━━ DOCUMENT ━━
- Also known as: The Bachelor Australia
- Genre: Reality
- Created by: Mike Fleiss
- Based on: The Bachelor
- Presented by: Osher Günsberg
- Country of origin: Australia
- Original language: English
- No. of seasons: 11
- No. of episodes: 167

Production
- Production locations: Bayview, New South Wales (2013); Hunters Hill, New South Wales (2014–15); Glenorie, New South Wales (2016–17); Oxford Falls, New South Wales (2018–20); Dural, New South Wales (2021); Gold Coast, Queensland (2023); Brighton, Victoria (2023);
- Camera setup: Multi-camera
- Running time: 60–90 minutes (including commercials)
- Production companies: Shine Australia (seasons 1–3); Warner Bros. International Television Production (season 4–present);

Original release
- Network: Network 10
- Release: 8 September 2013 – 20 December 2023

Related
- The Bachelorette Australia; Bachelor in Paradise Australia;

= The Bachelor (Australian TV series) =

Australian reality television series

The Bachelor Australia is a reality television adaptation of the American series of the same name. The series, hosted by Osher Günsberg, first premiered on Network 10 on 8 September 2013. Its success resulted in spin-offs The Bachelorette Australia and Bachelor in Paradise Australia.

It was announced in November 2015 that unlike seasons 1–3 which were produced by Shine Australia, seasons 4–present would be produced by Warner Bros. International Television Production.

In May 2023, it was announced that season 11 would commence filming in Melbourne in July 2023 and in November 2023, it was announced that it would premiere on 3 December 2023. In May 2024, Ten announced the series was cancelled.

==Premise==

The series focuses on a single bachelor and a pool of romantic interests. The conflicts in the series, both internal and external, stem from the elimination-style format of the show. Early in the season, the bachelor goes on large group dates with the women, with the majority of women eliminated during rose ceremonies. As the season progresses, women are also eliminated on single dates, elimination two-on-one dates and in cocktail parties. The process culminates with hometown visits to the families of the final four women, overnight dates, should they choose to accept, at exotic locations with the final three women, and interaction with the bachelor's family with the final two women. In some cases, the bachelor proposes to his final selection.

All seasons of the show have been heterosexual-centric (a male seeking a female partner), however, a bisexual edition of sister series, The Bachelorette has set a precedent that The Bachelor may include editions of the show that focus on different sexual orientations.

==Elimination process==
===Single Date===
The bachelor and one woman go on a date. The bachelor is given a chance to get to know the woman on a more personal level, and the dates are usually very intimate. If the date goes well and the bachelor wishes to spend more time with the woman or get to know them further, he may present them with a rose at the date. This means that during the rose ceremony at the end of each episode, she will be safe and there will be no chance of her going home.
━━━
━━ RECORDS SUPPLIED ━━
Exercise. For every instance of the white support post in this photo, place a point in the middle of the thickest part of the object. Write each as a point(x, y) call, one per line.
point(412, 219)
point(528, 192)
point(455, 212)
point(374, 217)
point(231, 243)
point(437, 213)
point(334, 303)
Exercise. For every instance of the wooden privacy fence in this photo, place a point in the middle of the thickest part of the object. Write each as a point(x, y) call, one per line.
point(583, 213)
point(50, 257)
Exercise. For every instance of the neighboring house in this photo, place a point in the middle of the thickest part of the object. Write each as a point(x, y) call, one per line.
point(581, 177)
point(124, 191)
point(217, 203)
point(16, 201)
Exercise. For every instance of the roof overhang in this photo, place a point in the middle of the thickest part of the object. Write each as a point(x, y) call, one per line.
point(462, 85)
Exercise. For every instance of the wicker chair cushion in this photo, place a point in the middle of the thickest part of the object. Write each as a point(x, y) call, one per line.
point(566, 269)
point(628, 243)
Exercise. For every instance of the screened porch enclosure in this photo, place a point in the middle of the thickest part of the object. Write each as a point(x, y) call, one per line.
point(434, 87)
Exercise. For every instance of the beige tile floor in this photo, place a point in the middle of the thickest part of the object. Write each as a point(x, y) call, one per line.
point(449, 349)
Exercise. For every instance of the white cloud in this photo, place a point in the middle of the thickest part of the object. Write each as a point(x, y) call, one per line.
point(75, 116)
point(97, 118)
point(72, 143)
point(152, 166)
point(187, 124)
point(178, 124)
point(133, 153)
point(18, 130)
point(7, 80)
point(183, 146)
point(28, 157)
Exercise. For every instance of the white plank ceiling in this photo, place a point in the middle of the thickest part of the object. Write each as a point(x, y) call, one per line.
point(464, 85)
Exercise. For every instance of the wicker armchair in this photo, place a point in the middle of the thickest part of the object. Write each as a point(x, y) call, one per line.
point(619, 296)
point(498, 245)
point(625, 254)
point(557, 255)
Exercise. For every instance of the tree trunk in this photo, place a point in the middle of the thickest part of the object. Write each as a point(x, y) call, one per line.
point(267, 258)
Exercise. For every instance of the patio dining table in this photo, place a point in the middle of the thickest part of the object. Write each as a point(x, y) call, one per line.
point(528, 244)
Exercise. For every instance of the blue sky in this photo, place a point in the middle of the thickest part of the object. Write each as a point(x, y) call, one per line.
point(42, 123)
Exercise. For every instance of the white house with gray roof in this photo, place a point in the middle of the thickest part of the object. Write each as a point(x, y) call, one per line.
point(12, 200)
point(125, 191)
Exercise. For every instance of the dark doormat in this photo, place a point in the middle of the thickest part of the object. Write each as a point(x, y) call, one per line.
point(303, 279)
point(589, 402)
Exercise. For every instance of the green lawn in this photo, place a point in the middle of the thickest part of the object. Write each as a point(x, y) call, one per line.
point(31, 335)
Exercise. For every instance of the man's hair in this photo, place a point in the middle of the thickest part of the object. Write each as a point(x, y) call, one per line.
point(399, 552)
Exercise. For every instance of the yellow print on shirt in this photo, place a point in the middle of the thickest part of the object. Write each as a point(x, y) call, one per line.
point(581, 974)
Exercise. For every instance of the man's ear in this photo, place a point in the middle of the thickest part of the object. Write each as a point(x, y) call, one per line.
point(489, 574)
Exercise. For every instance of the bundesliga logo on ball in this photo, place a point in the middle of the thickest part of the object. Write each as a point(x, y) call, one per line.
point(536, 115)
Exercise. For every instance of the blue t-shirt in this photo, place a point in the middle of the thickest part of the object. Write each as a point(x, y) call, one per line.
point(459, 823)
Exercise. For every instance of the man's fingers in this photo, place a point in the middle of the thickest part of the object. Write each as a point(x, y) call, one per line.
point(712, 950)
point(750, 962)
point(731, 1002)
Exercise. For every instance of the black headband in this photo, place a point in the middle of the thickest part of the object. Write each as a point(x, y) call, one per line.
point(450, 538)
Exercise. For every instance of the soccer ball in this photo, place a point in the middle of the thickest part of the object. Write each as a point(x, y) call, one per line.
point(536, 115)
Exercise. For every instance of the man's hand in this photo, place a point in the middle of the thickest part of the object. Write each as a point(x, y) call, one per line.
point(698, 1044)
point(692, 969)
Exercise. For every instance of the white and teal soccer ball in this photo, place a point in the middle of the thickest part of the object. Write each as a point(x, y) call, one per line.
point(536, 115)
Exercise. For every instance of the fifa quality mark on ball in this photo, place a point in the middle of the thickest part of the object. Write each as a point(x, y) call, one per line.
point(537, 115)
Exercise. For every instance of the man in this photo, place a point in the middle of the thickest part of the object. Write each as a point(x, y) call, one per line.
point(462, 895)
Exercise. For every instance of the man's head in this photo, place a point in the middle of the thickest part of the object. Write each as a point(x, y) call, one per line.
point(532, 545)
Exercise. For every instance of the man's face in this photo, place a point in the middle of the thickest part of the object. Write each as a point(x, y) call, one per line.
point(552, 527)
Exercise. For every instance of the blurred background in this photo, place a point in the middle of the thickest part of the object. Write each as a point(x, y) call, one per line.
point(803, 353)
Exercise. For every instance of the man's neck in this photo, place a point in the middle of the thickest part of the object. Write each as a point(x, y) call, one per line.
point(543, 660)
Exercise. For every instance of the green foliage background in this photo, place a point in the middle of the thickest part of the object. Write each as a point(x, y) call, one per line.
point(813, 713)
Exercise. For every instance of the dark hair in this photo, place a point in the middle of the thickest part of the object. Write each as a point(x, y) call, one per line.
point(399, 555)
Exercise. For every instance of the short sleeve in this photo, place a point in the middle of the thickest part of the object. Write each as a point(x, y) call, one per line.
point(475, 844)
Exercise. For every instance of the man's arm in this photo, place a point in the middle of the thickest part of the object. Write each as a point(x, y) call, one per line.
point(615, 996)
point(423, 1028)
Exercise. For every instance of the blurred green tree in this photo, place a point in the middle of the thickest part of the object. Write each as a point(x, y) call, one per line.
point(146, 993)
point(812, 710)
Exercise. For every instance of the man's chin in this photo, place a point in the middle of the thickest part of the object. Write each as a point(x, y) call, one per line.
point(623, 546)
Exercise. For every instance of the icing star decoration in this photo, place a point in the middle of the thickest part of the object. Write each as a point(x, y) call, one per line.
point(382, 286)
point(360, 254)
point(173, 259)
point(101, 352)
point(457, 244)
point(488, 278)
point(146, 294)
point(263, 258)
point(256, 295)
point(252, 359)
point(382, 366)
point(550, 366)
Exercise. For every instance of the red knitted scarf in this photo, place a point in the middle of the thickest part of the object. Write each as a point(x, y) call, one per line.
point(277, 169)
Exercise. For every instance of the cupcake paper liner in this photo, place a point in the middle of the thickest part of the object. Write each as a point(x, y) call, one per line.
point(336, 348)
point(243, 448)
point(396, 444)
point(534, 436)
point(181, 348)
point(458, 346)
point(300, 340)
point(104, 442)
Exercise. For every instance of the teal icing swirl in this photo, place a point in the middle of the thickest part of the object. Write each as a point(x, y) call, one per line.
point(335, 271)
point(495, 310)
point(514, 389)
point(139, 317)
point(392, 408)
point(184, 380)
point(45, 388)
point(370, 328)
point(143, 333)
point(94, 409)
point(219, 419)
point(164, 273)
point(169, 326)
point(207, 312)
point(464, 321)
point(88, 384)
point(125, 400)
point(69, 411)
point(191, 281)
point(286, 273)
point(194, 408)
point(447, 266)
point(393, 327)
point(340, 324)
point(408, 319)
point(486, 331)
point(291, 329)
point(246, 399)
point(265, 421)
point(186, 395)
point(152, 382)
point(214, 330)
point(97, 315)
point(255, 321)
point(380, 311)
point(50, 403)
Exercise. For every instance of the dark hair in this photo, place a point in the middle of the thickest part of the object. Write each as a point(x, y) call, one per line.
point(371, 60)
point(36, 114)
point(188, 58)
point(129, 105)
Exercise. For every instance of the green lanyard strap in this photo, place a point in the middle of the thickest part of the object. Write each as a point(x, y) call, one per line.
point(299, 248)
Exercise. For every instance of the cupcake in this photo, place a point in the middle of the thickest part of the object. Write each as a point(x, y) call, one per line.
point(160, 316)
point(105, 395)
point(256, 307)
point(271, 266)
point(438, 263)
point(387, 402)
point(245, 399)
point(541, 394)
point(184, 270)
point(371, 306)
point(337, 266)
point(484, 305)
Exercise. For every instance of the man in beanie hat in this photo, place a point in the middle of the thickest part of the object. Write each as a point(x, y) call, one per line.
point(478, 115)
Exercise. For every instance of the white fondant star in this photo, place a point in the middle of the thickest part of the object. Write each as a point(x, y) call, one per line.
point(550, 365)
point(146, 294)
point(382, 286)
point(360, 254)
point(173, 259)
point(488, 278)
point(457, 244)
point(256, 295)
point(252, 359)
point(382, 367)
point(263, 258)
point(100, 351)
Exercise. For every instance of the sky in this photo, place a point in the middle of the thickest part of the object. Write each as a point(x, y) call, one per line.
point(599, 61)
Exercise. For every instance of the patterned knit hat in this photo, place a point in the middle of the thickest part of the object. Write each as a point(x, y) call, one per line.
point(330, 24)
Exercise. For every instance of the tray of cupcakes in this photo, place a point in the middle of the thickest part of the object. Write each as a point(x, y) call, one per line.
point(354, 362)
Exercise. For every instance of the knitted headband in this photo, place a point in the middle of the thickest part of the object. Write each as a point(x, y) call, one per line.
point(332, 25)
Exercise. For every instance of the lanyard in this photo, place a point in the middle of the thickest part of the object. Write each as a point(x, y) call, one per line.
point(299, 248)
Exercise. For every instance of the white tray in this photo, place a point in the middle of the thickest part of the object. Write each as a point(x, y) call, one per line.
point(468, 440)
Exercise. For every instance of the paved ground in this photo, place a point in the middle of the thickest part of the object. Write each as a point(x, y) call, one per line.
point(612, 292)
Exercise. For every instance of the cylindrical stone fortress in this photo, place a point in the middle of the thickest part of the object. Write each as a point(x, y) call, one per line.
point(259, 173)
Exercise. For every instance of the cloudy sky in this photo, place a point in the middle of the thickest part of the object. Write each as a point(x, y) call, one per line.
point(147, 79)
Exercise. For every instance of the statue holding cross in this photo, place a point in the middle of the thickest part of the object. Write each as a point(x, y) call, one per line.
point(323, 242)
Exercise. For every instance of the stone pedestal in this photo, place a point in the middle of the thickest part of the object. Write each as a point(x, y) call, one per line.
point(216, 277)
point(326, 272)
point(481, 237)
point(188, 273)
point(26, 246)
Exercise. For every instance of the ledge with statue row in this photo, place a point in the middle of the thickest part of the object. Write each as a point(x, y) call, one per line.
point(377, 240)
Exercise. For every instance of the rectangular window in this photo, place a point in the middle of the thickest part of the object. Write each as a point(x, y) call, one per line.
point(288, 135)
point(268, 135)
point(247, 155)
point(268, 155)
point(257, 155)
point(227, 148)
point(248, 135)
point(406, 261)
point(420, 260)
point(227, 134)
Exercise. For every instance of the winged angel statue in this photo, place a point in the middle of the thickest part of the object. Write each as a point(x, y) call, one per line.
━━━
WHAT YOU WILL DO |
• a. According to the article on The Bachelor Australia, when did Ten announce that the series was cancelled?
• b. Reproduce the passage of the article on The Bachelor Australia that begins at the words "It was announced in" and stops after "series was cancelled.", swapping "Melbourne" for "Sydney".
The data above is material separate from the article.

ANSWERS TO THE EXERCISE |
• a. In May 2024.

• b.
It was announced in November 2015 that unlike seasons 1–3 which were produced by Shine Australia, seasons 4–present would be produced by Warner Bros. International Television Production.

In May 2023, it was announced that season 11 would commence filming in Sydney in July 2023 and in November 2023, it was announced that it would premiere on 3 December 2023. In May 2024, Ten announced the series was cancelled.